Paula Andrade / Lu Tolstova

El perfil

Marlaska y el paso de la toga a la rodillera

Su figura es la bandera de un Gobierno que, pese a contar con tres jueces en nómina, ha sido corregido tres veces por el Constitucional en apenas cuatro años de ejercicio

Es muy probable que Fernando Grande-Marlaska (Bilbao, 1960) no viera venir la tormenta cuando aprobó a la primera su oposición a juez. Hubo un tiempo no muy lejano en el que contaba con el respeto de la profesión (excepción hecha de Dolores Delgado, que lo llamó «maricón» en presencia de Villarejo) y de la sociedad española, que veía en él a un hombre decidido en la lucha contra el terrorismo etarra. Su imagen de yerno se vino abajo cuando encadenó su prestigio al de un hombre tan poco fiable como Pedro Sánchez.

Él siempre cuenta que inició su carrera en España porque le denegaron una beca para seguir estudios de Derecho Comunitario en Brujas (Bélgica), un destino seguro que mucho más plácido y quién sabe si mejor remunerado en la maraña europea. Ahora el tiempo ha querido que sea la cara visible de un Gobierno revolcado en los tribunales y que tiene a su nombre el acercamiento al País Vasco de los pistoleros más sanguinarios de la ETA.

Marlaska, como su presidente, no es partidario de que los jueces elijan a los jueces

Podrá decir que la ley lo permite y que ahí están los tribunales para quien quiera recurrirlo, pero cuesta entender tanta genuflexión en alguien a quien pusieron en la lista de ejecutables. Un hombre como él, que tuvo la valentía de perseguir al terrorismo –y de salir del armario delante de su madre aun sabiendo que se metería en cama para no salir en 15 días, como así ocurrió–, podría mostrar algo más de oposición a una política penitenciaria que permitirá a criminales como Txapote alcanzar la edad de jubilación entre los pintxos del Casco Viejo de Bilbao. Este pasaje de su libro Ni pena ni miedo (Ariel, 2016) se vuelve ahora como un bumerán: «Mi conocimiento de las dificultades que encuentra la justicia para perseguir determinadas conductas que minan los principios en los que creemos los demócratas (...) me conduce a militar por una justicia no burocratizada y centrada en la defensa de la víctima».

Cuentan que el ministro tiene dos hermanas que conservan todavía la «c» original del apellido materno (Marlasca). Casado desde 2005, no tiene hijos porque su marido Gorka, que es profesor, nunca desarrolló instinto paternal. Años después de aquella boda –y de que el Partido Popular recurriera ante el TC la ley de matrimonio homosexual–, Marlaska sonaba para cargos relevantes de la judicatura a propuesta precisamente del PP. En 2016 aseguraba haber votado a diferentes partidos y ya en 2018 ingresó en el primer Gobierno de Pedro Sánchez. De aquel Ejecutivo que se autodenominó «bonito» solo quedan él y cinco ministros más, señal inequívoca de que el sanchismo es profesión de alto riesgo.

REGISTROS>

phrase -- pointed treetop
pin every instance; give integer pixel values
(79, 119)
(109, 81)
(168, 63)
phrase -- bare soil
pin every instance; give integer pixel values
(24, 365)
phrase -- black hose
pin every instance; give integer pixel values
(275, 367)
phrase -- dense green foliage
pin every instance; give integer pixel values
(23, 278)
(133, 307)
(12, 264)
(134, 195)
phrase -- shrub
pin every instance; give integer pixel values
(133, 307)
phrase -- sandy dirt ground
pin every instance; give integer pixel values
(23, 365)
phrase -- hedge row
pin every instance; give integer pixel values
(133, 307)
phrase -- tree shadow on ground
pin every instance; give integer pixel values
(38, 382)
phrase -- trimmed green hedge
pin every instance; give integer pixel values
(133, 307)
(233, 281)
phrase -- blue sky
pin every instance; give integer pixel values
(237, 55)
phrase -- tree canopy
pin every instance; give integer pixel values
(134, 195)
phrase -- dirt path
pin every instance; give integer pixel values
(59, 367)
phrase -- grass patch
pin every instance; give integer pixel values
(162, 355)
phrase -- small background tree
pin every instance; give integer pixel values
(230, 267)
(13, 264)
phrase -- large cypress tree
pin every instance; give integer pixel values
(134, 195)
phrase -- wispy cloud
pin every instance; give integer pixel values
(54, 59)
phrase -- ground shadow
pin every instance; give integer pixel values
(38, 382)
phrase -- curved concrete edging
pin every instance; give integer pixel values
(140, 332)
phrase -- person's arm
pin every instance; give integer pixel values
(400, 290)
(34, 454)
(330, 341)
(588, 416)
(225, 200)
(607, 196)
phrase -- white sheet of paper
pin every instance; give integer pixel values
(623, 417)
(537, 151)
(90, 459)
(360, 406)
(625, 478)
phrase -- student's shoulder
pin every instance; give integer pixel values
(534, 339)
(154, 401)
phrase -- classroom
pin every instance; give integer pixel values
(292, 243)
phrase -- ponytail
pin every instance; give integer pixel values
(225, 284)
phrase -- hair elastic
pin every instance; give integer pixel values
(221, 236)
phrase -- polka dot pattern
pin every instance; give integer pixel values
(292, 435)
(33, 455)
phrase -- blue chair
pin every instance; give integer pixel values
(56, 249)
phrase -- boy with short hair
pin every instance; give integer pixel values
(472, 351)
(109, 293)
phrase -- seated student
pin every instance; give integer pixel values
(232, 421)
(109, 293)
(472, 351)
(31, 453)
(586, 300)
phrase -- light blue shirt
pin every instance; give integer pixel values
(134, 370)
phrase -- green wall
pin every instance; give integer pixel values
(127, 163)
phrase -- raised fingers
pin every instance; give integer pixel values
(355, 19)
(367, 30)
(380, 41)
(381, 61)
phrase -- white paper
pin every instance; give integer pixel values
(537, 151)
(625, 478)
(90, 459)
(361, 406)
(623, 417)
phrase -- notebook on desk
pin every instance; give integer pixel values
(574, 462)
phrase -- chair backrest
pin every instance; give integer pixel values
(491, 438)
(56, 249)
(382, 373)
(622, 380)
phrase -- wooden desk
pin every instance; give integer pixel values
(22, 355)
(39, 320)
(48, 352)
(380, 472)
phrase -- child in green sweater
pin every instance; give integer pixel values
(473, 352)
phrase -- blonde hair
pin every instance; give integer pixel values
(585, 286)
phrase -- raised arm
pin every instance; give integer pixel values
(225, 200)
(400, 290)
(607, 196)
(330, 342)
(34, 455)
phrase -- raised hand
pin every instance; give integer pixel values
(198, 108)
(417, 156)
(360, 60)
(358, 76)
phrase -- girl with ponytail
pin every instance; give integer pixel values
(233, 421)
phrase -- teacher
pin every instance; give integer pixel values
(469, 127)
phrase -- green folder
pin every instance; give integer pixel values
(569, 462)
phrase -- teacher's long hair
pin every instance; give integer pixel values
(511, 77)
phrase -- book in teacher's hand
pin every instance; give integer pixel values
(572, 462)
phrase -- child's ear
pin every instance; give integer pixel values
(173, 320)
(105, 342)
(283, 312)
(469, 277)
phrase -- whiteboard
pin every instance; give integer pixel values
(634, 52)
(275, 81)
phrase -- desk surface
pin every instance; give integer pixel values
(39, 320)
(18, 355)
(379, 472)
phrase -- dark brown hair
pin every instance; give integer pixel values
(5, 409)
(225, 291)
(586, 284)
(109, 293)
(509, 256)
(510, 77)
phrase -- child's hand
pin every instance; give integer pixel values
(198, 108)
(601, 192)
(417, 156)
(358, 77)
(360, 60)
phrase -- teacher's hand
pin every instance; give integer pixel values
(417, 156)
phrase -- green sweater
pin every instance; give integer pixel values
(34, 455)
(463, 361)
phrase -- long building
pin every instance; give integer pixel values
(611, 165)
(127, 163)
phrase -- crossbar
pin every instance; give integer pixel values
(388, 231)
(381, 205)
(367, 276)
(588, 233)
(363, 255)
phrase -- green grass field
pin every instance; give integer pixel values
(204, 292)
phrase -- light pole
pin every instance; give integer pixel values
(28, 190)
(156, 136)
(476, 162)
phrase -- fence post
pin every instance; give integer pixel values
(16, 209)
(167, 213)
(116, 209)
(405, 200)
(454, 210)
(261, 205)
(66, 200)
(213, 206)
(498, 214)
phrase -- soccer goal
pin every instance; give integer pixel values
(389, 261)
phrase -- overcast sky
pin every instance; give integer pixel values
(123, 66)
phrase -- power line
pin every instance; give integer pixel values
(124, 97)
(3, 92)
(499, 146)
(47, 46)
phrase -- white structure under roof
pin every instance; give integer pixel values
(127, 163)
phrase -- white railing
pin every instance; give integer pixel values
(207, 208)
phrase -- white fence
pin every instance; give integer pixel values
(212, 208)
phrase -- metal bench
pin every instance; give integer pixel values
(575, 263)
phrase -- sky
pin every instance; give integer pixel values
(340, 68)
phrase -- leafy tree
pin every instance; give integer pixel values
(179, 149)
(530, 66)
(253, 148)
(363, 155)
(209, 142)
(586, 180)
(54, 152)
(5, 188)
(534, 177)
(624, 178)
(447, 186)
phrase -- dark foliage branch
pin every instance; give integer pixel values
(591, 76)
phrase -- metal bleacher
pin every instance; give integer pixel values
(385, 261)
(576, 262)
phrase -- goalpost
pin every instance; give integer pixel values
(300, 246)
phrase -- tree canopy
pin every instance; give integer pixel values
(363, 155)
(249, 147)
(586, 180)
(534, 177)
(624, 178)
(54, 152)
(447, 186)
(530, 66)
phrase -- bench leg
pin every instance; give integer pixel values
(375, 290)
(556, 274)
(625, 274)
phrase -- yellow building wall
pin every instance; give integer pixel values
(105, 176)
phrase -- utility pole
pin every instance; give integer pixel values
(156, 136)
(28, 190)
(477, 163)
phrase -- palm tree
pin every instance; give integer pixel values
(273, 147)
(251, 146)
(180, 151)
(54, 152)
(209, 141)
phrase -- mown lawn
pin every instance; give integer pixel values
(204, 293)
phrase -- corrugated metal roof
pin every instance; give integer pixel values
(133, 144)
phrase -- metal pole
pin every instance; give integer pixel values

ACCIONES A REALIZAR>
**a.** Según el perfil sobre Marlaska, ¿qué motivo da él para haber iniciado su carrera en España?
**b.** Reduzca a una lista breve el párrafo del perfil sobre Marlaska que comienza con «Cuentan que el ministro tiene dos hermanas», conservando sus datos principales.
**c.** Prolongue el perfil sobre Marlaska a partir de su última oración.

RESPUESTAS ESPERADAS>
**a.** Que le denegaron una beca para seguir estudios de Derecho Comunitario en Brujas (Bélgica).

**b.**
- Según se cuenta, sus dos hermanas conservan la «c» original del apellido materno (Marlasca).
- Está casado desde 2005 con Gorka, profesor, y no tiene hijos porque su marido nunca desarrolló instinto paternal.
- Años después de la boda, y de que el PP recurriera ante el TC la ley de matrimonio homosexual, sonaba para cargos relevantes de la judicatura a propuesta del propio PP.
- En 2016 aseguraba haber votado a diferentes partidos.
- En 2018 ingresó en el primer Gobierno de Pedro Sánchez.
- De aquel Ejecutivo, autodenominado «bonito», solo quedan él y cinco ministros más, lo que el texto presenta como señal de que el sanchismo es profesión de alto riesgo.

**c.**
Una cinta de correr

En todo este tiempo ha compaginado un rictus grave acorde al cargo con episodios de cierta frivolidad. Destinó casi 2.800 euros de dinero público a comprar una cinta de correr para su domicilio y fue muy criticado por salir a cenar por Chueca –a un kilómetro a pie de la sede del Ministerio– mientras en Cataluña llovían adoquines tras la sentencia del procés.

La actual rendición de Marlaska es solo una muestra de la pésima relación del Gobierno con la separación de poderes. Solo así se explica que un Consejo de Ministros con tres jueces en nómina haya sido corregido por el Constitucional hasta tres veces en apenas cuatro años de ejercicio. El historial de desafecto es de sobra conocido.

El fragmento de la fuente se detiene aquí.